• [The problem] Nothing other than the lines from the one containing "positive clicks: (140, 7) (144, 3) (137, 4)" through the close of the entries below should be printed, each exactly.

(Stored data entries)

- Opening Delimiter -

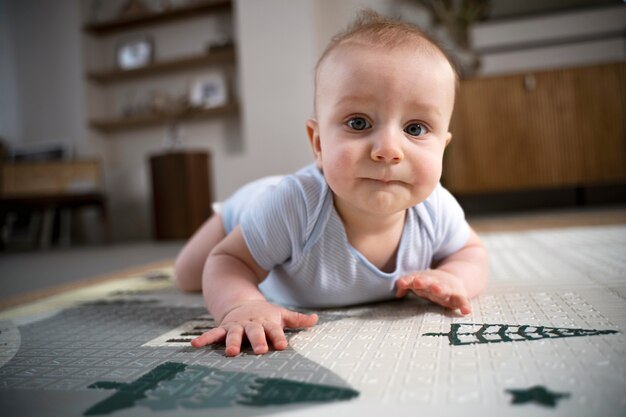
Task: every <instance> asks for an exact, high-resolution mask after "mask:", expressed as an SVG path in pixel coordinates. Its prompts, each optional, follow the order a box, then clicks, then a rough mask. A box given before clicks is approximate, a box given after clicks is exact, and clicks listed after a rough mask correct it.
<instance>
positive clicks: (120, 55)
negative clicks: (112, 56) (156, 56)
mask: <svg viewBox="0 0 626 417" xmlns="http://www.w3.org/2000/svg"><path fill="white" fill-rule="evenodd" d="M153 57H154V42H153V41H152V38H151V37H150V36H148V35H140V36H133V37H131V38H128V39H127V40H125V41H123V42H121V43H120V45H119V46H118V48H117V57H116V58H117V59H116V60H117V66H118V67H119V68H121V69H124V70H129V69H136V68H141V67H145V66H146V65H148V64H150V63H151V62H152V59H153Z"/></svg>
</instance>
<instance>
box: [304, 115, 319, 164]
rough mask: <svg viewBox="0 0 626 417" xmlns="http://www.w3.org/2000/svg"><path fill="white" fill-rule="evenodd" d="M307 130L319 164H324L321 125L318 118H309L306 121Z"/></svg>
mask: <svg viewBox="0 0 626 417" xmlns="http://www.w3.org/2000/svg"><path fill="white" fill-rule="evenodd" d="M306 132H307V134H308V135H309V143H310V144H311V150H312V151H313V157H314V158H315V162H316V163H317V166H319V167H321V166H322V145H321V143H320V134H319V125H318V123H317V120H314V119H309V120H307V121H306Z"/></svg>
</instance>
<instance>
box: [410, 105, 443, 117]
mask: <svg viewBox="0 0 626 417" xmlns="http://www.w3.org/2000/svg"><path fill="white" fill-rule="evenodd" d="M411 107H412V108H415V110H416V111H417V112H420V113H424V114H427V115H433V116H438V117H441V116H442V113H441V110H440V109H439V107H438V106H434V105H430V104H426V103H422V102H418V103H414V104H412V105H411Z"/></svg>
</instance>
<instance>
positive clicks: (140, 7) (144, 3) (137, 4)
mask: <svg viewBox="0 0 626 417" xmlns="http://www.w3.org/2000/svg"><path fill="white" fill-rule="evenodd" d="M149 12H150V9H149V8H148V6H146V4H145V3H144V2H143V1H142V0H128V1H127V2H126V4H124V6H123V7H122V9H121V10H120V15H119V17H133V16H141V15H144V14H146V13H149Z"/></svg>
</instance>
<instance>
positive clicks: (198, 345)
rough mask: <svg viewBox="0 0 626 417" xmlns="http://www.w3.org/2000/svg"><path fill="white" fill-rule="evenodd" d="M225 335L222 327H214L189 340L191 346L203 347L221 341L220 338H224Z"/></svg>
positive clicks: (195, 346) (225, 330)
mask: <svg viewBox="0 0 626 417" xmlns="http://www.w3.org/2000/svg"><path fill="white" fill-rule="evenodd" d="M225 336H226V329H224V328H223V327H216V328H215V329H211V330H209V331H208V332H206V333H203V334H202V335H201V336H198V337H196V338H195V339H193V340H192V341H191V346H193V347H203V346H206V345H210V344H212V343H217V342H221V341H222V340H224V337H225Z"/></svg>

- Closing Delimiter -

• [Answer to the exercise]
positive clicks: (140, 7) (144, 3) (137, 4)
mask: <svg viewBox="0 0 626 417" xmlns="http://www.w3.org/2000/svg"><path fill="white" fill-rule="evenodd" d="M149 12H150V9H149V8H148V6H146V4H145V3H144V2H143V1H142V0H128V1H127V2H126V4H124V6H123V7H122V9H121V10H120V15H119V17H133V16H141V15H144V14H146V13H149Z"/></svg>
</instance>
<instance>
positive clicks: (198, 345)
rough mask: <svg viewBox="0 0 626 417" xmlns="http://www.w3.org/2000/svg"><path fill="white" fill-rule="evenodd" d="M225 335L222 327H214L189 340L191 346L203 347L221 341L220 338H224Z"/></svg>
positive clicks: (195, 346) (225, 330)
mask: <svg viewBox="0 0 626 417" xmlns="http://www.w3.org/2000/svg"><path fill="white" fill-rule="evenodd" d="M225 336H226V329H224V328H223V327H216V328H215V329H211V330H209V331H208V332H206V333H203V334H202V335H201V336H198V337H196V338H195V339H193V340H192V341H191V346H193V347H203V346H206V345H210V344H212V343H217V342H221V341H222V340H224V337H225Z"/></svg>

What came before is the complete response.